Exercise material:

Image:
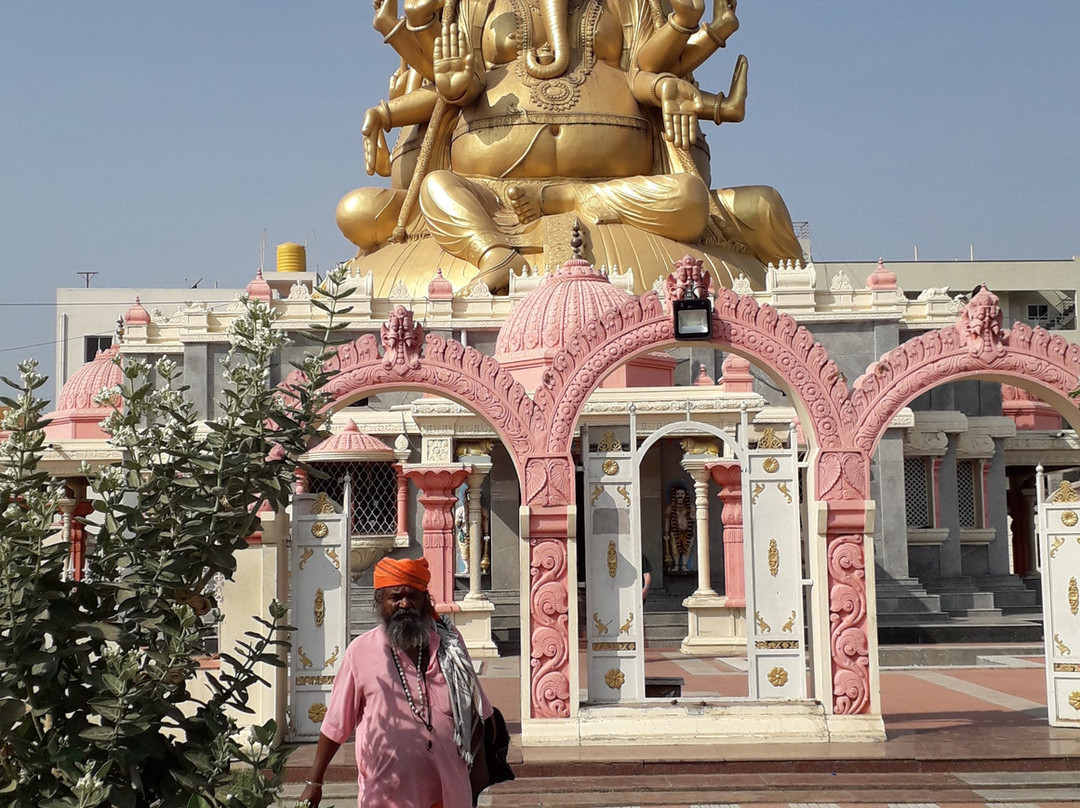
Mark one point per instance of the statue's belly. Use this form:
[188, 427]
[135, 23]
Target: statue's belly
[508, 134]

--

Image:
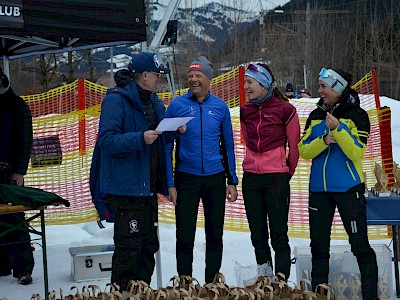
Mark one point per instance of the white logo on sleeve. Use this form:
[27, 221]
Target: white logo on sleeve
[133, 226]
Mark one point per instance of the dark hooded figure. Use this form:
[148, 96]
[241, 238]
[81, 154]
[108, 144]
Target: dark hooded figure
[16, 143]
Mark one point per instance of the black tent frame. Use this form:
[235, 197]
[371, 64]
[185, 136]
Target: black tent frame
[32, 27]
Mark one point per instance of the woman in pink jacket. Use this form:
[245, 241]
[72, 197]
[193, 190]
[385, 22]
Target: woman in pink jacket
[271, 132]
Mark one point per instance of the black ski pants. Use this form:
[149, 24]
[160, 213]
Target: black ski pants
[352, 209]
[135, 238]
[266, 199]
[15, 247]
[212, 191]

---

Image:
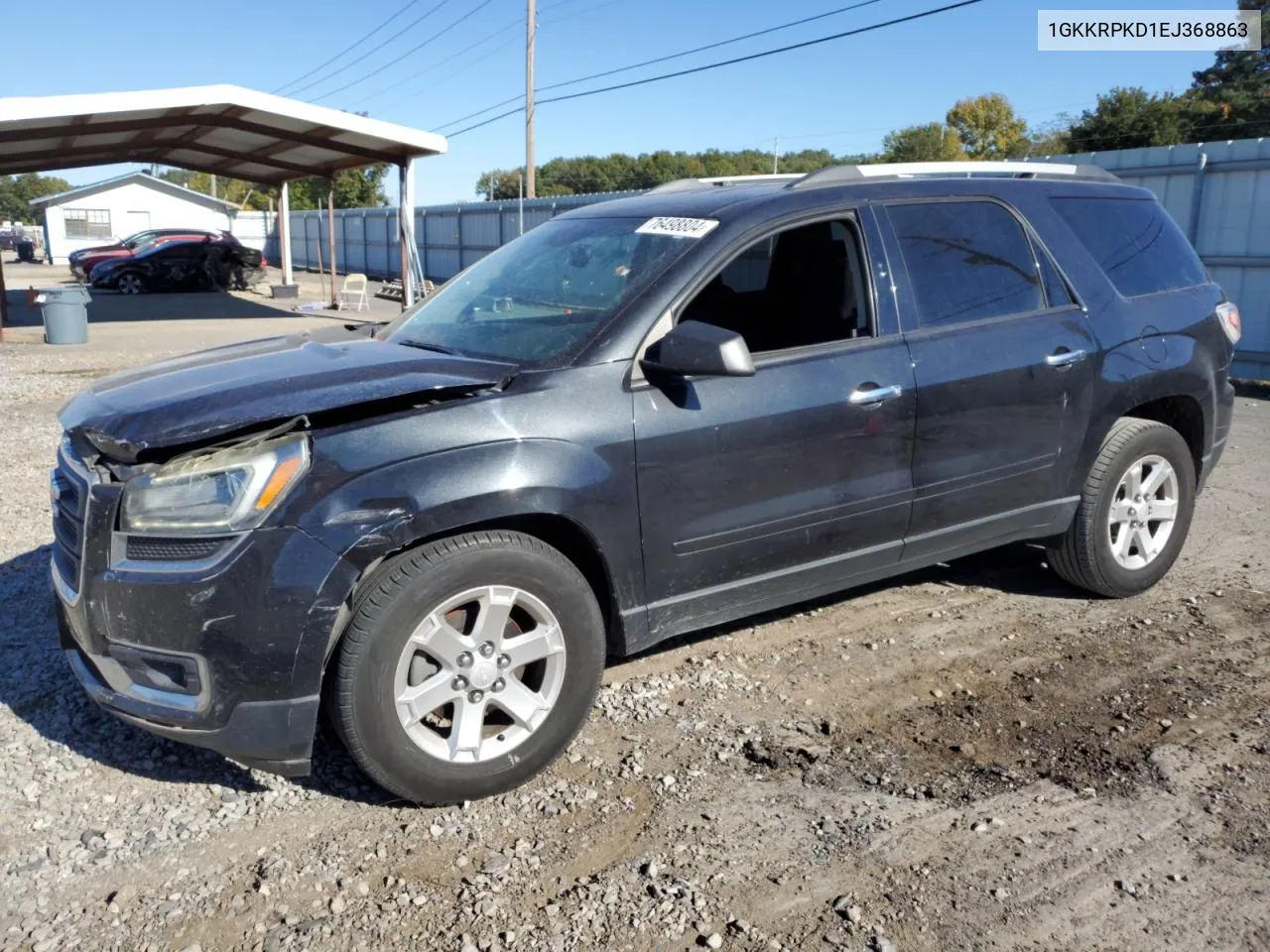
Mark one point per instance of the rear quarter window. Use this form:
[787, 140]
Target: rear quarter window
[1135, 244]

Exercise prompt:
Show every line of the items above that contains the word "logo".

Written answer:
Mark one point per instance of the white logo on sleeve. Use this form:
Target: white logo on sleeve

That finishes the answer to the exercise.